## Exercise objective
Turn every line of the records below into a numbered list, leaving out any blank lines.

## Input rows
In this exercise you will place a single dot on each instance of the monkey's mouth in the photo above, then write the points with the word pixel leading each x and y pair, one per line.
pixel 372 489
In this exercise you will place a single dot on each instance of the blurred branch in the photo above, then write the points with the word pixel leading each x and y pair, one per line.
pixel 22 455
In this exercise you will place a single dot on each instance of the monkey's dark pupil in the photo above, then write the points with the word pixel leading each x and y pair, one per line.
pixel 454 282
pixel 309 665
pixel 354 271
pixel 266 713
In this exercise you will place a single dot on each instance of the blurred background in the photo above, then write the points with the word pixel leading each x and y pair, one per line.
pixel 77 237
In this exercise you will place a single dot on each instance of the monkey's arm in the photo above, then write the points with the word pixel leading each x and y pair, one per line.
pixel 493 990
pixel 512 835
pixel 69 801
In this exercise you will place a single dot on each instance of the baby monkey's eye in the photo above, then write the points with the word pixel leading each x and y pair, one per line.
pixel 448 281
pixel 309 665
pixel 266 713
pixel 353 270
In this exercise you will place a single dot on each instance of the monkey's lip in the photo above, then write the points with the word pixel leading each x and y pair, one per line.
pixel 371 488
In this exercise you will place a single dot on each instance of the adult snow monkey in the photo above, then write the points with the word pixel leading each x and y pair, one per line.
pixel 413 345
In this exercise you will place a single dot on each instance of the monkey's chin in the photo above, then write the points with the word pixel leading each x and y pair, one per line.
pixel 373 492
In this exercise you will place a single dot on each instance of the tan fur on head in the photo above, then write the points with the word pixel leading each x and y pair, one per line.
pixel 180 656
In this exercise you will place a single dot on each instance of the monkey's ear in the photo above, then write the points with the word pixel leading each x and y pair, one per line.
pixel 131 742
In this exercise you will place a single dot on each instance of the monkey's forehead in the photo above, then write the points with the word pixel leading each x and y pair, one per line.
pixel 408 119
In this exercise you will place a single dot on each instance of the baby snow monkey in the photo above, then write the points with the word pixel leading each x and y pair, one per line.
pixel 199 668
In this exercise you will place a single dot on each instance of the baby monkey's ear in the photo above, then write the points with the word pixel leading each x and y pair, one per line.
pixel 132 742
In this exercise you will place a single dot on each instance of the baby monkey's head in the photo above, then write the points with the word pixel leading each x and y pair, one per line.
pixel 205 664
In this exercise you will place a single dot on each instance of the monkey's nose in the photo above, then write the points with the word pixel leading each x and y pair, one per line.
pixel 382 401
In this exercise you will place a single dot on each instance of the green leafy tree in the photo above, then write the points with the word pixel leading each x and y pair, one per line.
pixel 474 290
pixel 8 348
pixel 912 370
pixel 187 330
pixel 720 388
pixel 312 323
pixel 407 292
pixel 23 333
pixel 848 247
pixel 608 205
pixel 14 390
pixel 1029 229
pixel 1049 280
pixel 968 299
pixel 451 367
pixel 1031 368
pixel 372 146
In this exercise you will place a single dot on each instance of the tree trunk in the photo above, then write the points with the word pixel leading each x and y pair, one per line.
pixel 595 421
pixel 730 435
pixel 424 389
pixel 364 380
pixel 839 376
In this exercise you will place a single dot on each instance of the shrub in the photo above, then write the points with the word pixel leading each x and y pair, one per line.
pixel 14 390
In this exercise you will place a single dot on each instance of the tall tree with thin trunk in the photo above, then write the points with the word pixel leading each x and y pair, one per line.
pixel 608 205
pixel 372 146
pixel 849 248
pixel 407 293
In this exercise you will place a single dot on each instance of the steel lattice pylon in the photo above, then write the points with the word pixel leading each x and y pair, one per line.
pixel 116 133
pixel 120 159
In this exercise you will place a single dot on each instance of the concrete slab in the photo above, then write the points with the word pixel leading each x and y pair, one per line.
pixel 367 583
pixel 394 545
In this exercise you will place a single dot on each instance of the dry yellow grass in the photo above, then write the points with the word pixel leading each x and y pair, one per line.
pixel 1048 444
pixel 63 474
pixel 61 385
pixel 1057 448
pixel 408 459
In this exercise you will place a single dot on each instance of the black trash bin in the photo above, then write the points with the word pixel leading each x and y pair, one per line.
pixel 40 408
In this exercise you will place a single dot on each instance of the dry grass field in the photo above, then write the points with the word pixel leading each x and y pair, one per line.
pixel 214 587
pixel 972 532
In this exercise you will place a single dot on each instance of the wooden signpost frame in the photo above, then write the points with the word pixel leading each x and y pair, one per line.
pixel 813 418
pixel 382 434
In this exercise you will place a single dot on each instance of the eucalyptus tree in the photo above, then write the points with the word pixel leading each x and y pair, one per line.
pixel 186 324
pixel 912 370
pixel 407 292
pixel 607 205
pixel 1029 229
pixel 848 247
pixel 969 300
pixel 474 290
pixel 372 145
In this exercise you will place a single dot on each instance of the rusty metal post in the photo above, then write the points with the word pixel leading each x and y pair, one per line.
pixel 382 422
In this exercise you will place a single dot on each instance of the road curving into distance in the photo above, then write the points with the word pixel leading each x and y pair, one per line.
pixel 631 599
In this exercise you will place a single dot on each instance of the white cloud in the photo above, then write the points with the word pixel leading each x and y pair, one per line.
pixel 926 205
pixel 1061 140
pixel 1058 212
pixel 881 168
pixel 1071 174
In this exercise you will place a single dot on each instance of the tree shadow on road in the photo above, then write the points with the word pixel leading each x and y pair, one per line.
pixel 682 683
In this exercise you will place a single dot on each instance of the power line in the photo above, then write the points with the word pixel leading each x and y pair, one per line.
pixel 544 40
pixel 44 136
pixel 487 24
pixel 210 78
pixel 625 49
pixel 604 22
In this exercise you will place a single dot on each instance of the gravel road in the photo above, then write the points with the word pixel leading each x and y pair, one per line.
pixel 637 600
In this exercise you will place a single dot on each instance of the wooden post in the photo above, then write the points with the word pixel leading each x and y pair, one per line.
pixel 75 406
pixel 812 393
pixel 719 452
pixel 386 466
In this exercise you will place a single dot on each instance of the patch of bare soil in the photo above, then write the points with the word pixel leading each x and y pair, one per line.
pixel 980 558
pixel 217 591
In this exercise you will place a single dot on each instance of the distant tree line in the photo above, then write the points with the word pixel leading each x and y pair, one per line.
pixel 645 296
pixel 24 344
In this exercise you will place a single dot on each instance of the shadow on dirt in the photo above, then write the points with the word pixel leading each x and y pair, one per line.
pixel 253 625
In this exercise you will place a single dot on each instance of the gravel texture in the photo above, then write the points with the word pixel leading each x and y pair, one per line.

## Answer for the task
1. In this exercise you will place a single dot on each instance of the monkey's mouth in the photo above, then write the points with the word pixel leading each x and y pair, one per line.
2. pixel 372 489
3. In this exercise you will place a single dot on each instance of the blurred branch in the photo above, then write the points with the word pixel leading each x and y pair, one per line.
4. pixel 22 455
5. In this exercise you will place a single dot on each instance of the monkey's dark pupil in the photo above, then write the points with the word pixel leading each x and y pair, one per line.
6. pixel 454 282
7. pixel 309 665
8. pixel 354 271
9. pixel 266 713
10. In this exercise you will place a single dot on each instance of the blurred background in the photo above, then write the points with the word pixel leading each x and y pair, one per line.
11. pixel 77 237
12. In this exercise you will place a single dot on each instance of the monkey's arm in the photo above, then write the points with the word pixel leading each x and y pair, one per line.
13. pixel 493 990
14. pixel 512 835
15. pixel 69 801
16. In this exercise you will place a single dot on each instance of the baby monkey's eye in the photo above, then write the points with the word pixel leading each x and y pair, one per line.
17. pixel 448 281
18. pixel 309 665
19. pixel 266 713
20. pixel 353 270
21. In this exercise you will place a single dot on each instance of the monkey's lip in the photo above, then write the points with the word pixel leading each x and y pair, one per line.
22. pixel 371 488
23. In this exercise you will place a single dot on each instance of the adult snow monkey in the photo above, then write the points with the word pixel leading each x and y pair, one per line.
24. pixel 413 345
25. In this exercise you will place a single dot on each instance of the monkey's chin in the photo above, then write the points with the word pixel leading each x and y pair, one per line.
26. pixel 373 492
27. In this exercise you will place a single dot on each instance of the tan fur on head in the photo above, then write the points with the word pixel leading each x and y pair, one per line.
28. pixel 180 656
29. In this exercise you will place a single dot on each instance of the monkey's ear in the photo above, then write the points with the word pixel leading each x and y pair, one per line.
30. pixel 131 742
31. In this exercise you will place a single dot on each instance of the monkey's forehead in the photo above, then write the points with the word pixel leading each x and y pair, one per line.
32. pixel 408 119
33. In this exercise you will place a single dot on each instance of the baby snow monkey in the photo above, then write the points with the word pixel leading each x and y pair, one per line.
34. pixel 199 668
35. In this exercise you will place a single dot on each instance of the baby monkey's ear in the photo above, then write the points with the word pixel leading each x and y pair, one per line.
36. pixel 132 742
37. In this exercise you will place a single dot on each instance of the baby monkey's head in the photo above, then write the points with the word pixel leading each x and y pair, one per line.
38. pixel 205 664
39. In this exercise you will place a single dot on each instance of the monkey's nose in the photo above, then write the points with the word pixel leading each x and y pair, one per line.
40. pixel 382 401
41. In this exercise you will place a single dot on each instance of the green leafy tree in the photo above, then write the points with the word pixel leading each x and y pair, one per line.
42. pixel 474 290
43. pixel 8 348
44. pixel 912 370
45. pixel 187 330
46. pixel 720 388
47. pixel 312 323
48. pixel 407 292
49. pixel 23 333
50. pixel 848 247
51. pixel 608 205
52. pixel 14 390
53. pixel 1029 229
54. pixel 1049 280
55. pixel 968 299
56. pixel 451 367
57. pixel 1031 368
58. pixel 372 146
59. In this exercise you will place a single dot on each instance of the tree trunk in the photo above, then write the points with the word pixel leading each x and y pair, one per line.
60. pixel 595 421
61. pixel 730 435
62. pixel 424 389
63. pixel 364 380
64. pixel 839 376
65. In this exercise you will place a single dot on each instance of the shrub in the photo above, then write the points with the word pixel leading each x and y pair, one per line.
66. pixel 14 390
67. In this exercise you will place a single dot on each instance of the tall tree with thin trunk in the photo above, then write the points with the word pixel leading each x and y pair, one per line.
68. pixel 608 205
69. pixel 372 146
70. pixel 849 248
71. pixel 407 293
72. In this exercise you will place a single dot on each instance of the steel lattice pylon in the photo above, then write the points with the word pixel leading each x and y pair, one per line.
73. pixel 116 133
74. pixel 120 159
75. In this exercise you will place a single dot on each instance of the concrete slab in the photo above, then write the points with the word pixel leading each x and y pair, one per line.
76. pixel 367 583
77. pixel 394 545
78. In this exercise you will place a single dot on each instance of the dry yellow grass in the photo above, then write the points with the word pixel leading each x and y pair, one per line.
79. pixel 1048 444
80. pixel 63 474
81. pixel 61 385
82. pixel 1057 448
83. pixel 408 459
84. In this exercise you will place a single dot on each instance of the black trash bin in the photo above, then write the points with the word pixel leading each x and y pair, one per line.
85. pixel 40 408
86. In this exercise you will place a single dot on each instance of the dry grass field in the photo above, then write the points with the word pixel leading each x and y pair, one per line.
87. pixel 214 587
88. pixel 972 532
89. In this exercise you will place a single dot on each instance of the wooden signpost frame in the photo above, then write the points with the word pixel leading each x and y pair, one per line.
90. pixel 813 418
91. pixel 382 434
92. In this exercise you will place a single dot on each instance of the eucalyptus tree in the photo above, then write the points with the word pixel leading each x and y pair, one per line.
93. pixel 186 324
94. pixel 912 370
95. pixel 407 292
96. pixel 607 205
97. pixel 1029 229
98. pixel 848 247
99. pixel 969 300
100. pixel 474 290
101. pixel 372 145
102. In this exercise you will place a single dot on each instance of the rusty metal post in the photo above, then write the points with the word pixel leading each x and y pair, one per line.
103. pixel 382 422
104. In this exercise you will place a single dot on each instance of the road curving into distance in the photo above, then write the points with the word pixel leading each x and y pair, one per line.
105. pixel 631 599
106. In this exercise you will place a single dot on each instance of the white cloud in the photo above, then write the points with the word pixel leading each x and y pair, one per line.
107. pixel 926 205
108. pixel 1061 140
109. pixel 1058 212
110. pixel 881 168
111. pixel 1071 174
112. In this exercise you will place a single dot on each instance of the tree shadow on road in the photo above, then write the points with the word pixel leading each x and y pair, one per line.
113. pixel 682 683
114. In this exercise you will place a single dot on each instance of the power line in the photo above, then write the points with the word pixel leading each x and y pair, one per line.
115. pixel 544 40
116. pixel 44 136
117. pixel 487 24
118. pixel 210 78
119. pixel 625 49
120. pixel 604 22
121. In this exercise you will place a single dot on each instance of the gravel road in the photo above, then write the points with the word pixel leading each x and y pair, one per line.
122. pixel 637 600
123. In this exercise you will place a single dot on each instance of the wooden post in the photo above, then write the points with the word pixel leading each x and y pair, one per line.
124. pixel 75 406
125. pixel 812 393
126. pixel 719 452
127. pixel 386 466
128. In this exercise you will place a single dot on each instance of the patch of bare soil in the photo above, then write the points with the word pixel leading each x and y pair, one per line.
129. pixel 980 558
130. pixel 217 591
131. In this exercise you will place a single dot on each instance of the distant tree line in the photo above, then write the points with the word pixel leading each x and y pair, one per line.
132. pixel 645 296
133. pixel 24 344
134. In this exercise you will place a single dot on each instance of the shadow on dirt in the photo above, then write the points with the word pixel leading each x and y pair, one per line.
135. pixel 253 625
136. In this exercise you will place a single dot on each instance of the gravel texture in the photo above, then write the points with the word pixel leading each x and y pair, one per line.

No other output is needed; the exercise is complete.